**WRITTEN INSTRUCTION**
Repeat the records below word for word, from the first line to the last, leaving out the pictures.

**EXTRACTED DATA**

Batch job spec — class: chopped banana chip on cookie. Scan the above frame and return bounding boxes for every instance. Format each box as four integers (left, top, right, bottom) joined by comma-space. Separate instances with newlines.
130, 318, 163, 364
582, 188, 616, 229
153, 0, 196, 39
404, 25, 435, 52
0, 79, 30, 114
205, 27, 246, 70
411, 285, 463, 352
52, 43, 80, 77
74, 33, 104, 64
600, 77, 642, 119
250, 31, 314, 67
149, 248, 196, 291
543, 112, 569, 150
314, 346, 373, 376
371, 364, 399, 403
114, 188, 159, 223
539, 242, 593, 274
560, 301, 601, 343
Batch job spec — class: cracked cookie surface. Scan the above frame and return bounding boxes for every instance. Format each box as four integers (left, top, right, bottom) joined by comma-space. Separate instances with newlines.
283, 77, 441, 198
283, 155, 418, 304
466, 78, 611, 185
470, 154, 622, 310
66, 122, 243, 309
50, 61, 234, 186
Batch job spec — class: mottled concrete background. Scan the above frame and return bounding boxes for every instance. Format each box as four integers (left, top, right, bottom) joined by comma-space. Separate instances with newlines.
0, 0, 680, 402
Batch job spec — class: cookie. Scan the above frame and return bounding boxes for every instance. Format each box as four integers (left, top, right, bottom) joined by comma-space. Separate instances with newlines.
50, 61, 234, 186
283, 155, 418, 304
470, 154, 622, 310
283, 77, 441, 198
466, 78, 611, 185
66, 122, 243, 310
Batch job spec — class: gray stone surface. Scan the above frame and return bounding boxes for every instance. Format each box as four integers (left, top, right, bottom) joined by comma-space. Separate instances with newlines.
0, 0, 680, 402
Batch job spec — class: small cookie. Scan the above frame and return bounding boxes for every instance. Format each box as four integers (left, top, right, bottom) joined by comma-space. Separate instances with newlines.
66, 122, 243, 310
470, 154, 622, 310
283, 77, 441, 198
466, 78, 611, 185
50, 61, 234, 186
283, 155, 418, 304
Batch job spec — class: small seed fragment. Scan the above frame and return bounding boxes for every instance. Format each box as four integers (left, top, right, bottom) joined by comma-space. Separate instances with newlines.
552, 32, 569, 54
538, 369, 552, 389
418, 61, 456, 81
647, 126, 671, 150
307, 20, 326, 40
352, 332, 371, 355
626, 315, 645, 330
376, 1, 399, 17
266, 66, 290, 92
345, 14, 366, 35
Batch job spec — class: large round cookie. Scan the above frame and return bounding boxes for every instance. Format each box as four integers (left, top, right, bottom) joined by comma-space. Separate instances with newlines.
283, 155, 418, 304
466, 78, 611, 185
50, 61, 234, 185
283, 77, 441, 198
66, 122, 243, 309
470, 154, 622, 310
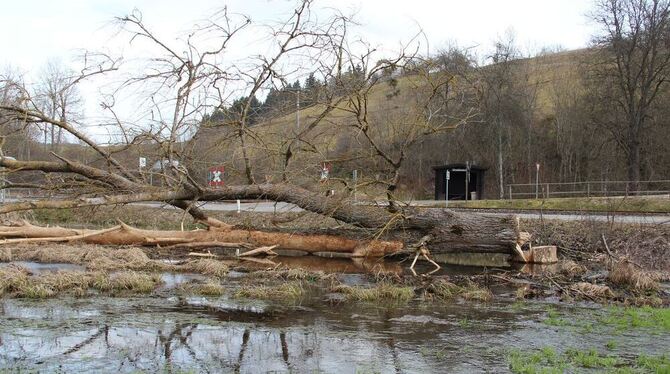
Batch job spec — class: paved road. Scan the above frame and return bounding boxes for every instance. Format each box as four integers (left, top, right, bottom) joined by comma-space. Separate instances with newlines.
138, 202, 670, 225
6, 199, 670, 225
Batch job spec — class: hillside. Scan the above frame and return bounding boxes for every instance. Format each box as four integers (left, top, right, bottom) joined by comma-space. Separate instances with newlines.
192, 50, 612, 198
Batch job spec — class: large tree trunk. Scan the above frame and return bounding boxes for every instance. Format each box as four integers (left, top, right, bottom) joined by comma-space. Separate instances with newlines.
0, 153, 528, 256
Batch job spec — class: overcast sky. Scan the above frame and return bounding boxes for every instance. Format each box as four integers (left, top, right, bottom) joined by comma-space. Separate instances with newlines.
0, 0, 592, 71
0, 0, 593, 142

**ANSWER TO THIS EXERCISE**
Batch job spec — class: chopped banana chip on cookie. Scan the above frame and return bounding boxes for every instance. Format each box as four integers (left, top, right, bottom) joined by comma-space. Separate instances with newlines.
130, 318, 163, 364
582, 188, 616, 229
153, 0, 196, 39
404, 25, 435, 52
0, 79, 30, 114
205, 27, 246, 70
411, 285, 463, 352
52, 43, 80, 77
74, 33, 104, 64
600, 77, 642, 119
250, 31, 314, 67
149, 248, 196, 291
543, 112, 569, 150
314, 346, 373, 376
371, 364, 399, 403
114, 188, 159, 223
539, 242, 593, 274
560, 301, 601, 343
Batch job spec — class: cracked cookie surface. Scan the above frame and return bounding boxes for every instance. Format each box as four integers (left, top, right, bottom) joined by comma-space. Separate instances with newlines.
283, 77, 441, 198
283, 155, 418, 304
466, 78, 611, 185
470, 154, 622, 310
66, 122, 243, 309
50, 61, 234, 186
Batch job spec — class: mottled concrete background. Scan the above frame and return bounding boxes for every instance. Format each box as four integers (left, top, right, bottom) joined by comma-space. Separate instances with newlines.
0, 0, 680, 402
Batch job spec — class: cookie. Scan the above frame and return bounding boxes for every instance. Format each box as four integers (left, top, right, bottom) joined by comma-space. Separate instances with newlines.
50, 61, 234, 186
283, 155, 418, 304
470, 154, 622, 310
283, 77, 441, 198
466, 78, 611, 185
66, 122, 243, 310
Batch job spec — class: gray stone surface. Scan the above frame and return bounding boxes for every instance. Format each box as four integers (left, top, right, bottom) joined by comma-space. Separate instances with newlines.
0, 0, 680, 402
Batch job spec — class: small cookie. Scan the above frame and return bounding boxes for every instance. Format each box as four integers (left, top, right, bottom) joined by comma-space. Separate instances with newlines.
66, 122, 243, 310
470, 154, 622, 310
283, 77, 441, 198
466, 78, 611, 185
50, 61, 234, 186
283, 155, 418, 304
Batch job spec — class: small seed fragment. Scan the above frame and return bounding boxes for every instance. Format each box as four integers (left, top, right, bottom) joined by comma-space. Separate instances with newlines.
552, 32, 569, 54
538, 369, 552, 389
418, 61, 456, 81
647, 126, 671, 150
307, 20, 326, 40
352, 332, 371, 355
626, 315, 645, 330
376, 1, 399, 17
266, 66, 290, 92
345, 14, 366, 35
Batch job spec — class: large round cookie. Scan the above frame and return bounding boxes for every instance. Format each box as four integers (left, top, right, bottom) joined by comma-space. Separate instances with newlines.
283, 155, 418, 304
466, 78, 611, 185
50, 61, 234, 185
283, 77, 441, 198
66, 122, 243, 309
470, 154, 622, 310
Batch job spec — class: paved road. Scan the above frame and return bounding boxes for every instance. Format each box as four integers (left, top, right, bottom) joined by comma-space. Separate instances with newlines.
138, 202, 670, 225
6, 199, 670, 225
Batch job spec — class: hillside. Scan the above frame and return bounding boxes for every instance. Format each box as four integers (left, top, right, bottom) joined by comma-space. Separate instances with newlines.
192, 50, 612, 198
Batch job spec — class: large tree trunk. Scan the above frame and return bounding boxes for every instance. Format each box as four integers (left, top, right, bottom) joined by comma-space. Separate instances with newlines.
0, 153, 528, 256
Batch job spec — class: overcast sky. Scan the above frame and return bounding boxes for every instance. Format each box as four integers (left, top, right, bottom) joined by comma-space. Separate instances with newlines.
0, 0, 592, 71
0, 0, 593, 142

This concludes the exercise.